* [Required work]: From the records below, transcribe exactly the lines that begin at the line with "pixel 39 196" and end at the line with "pixel 141 182", both included.

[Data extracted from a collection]
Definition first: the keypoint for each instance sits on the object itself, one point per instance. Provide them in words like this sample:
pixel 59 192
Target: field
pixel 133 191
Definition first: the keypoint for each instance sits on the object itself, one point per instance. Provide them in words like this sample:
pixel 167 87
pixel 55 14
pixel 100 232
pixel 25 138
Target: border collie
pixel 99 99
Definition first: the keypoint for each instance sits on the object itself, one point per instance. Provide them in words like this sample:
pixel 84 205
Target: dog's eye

---

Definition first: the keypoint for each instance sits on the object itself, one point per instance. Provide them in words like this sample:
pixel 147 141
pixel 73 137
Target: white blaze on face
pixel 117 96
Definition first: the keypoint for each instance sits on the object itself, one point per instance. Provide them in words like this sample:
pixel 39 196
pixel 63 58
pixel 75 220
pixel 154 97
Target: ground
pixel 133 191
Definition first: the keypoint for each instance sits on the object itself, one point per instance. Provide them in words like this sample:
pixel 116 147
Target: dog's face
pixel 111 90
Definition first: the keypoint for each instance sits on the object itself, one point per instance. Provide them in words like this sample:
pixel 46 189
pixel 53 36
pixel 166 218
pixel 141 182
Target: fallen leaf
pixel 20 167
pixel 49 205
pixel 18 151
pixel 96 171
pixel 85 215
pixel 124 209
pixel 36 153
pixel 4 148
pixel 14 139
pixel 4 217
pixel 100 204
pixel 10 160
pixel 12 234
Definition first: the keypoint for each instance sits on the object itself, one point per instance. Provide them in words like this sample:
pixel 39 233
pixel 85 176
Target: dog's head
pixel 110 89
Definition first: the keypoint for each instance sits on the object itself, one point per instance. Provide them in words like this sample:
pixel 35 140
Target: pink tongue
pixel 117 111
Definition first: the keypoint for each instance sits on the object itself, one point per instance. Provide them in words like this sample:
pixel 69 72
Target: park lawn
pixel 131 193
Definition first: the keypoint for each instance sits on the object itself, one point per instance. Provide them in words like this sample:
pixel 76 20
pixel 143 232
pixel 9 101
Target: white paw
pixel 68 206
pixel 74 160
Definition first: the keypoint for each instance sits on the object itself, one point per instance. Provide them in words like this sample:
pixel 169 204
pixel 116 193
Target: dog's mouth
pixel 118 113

* [Exercise solution]:
pixel 39 196
pixel 63 58
pixel 75 220
pixel 154 97
Target: ground
pixel 133 191
Definition first: the keypoint for each instance sits on the object itself, one point per instance. Provide them in words like this sample:
pixel 116 147
Target: dog's face
pixel 111 90
Definition first: the keypoint for each instance sits on the object itself, one point per instance. Provide them in words like this sample:
pixel 46 189
pixel 53 36
pixel 166 218
pixel 141 182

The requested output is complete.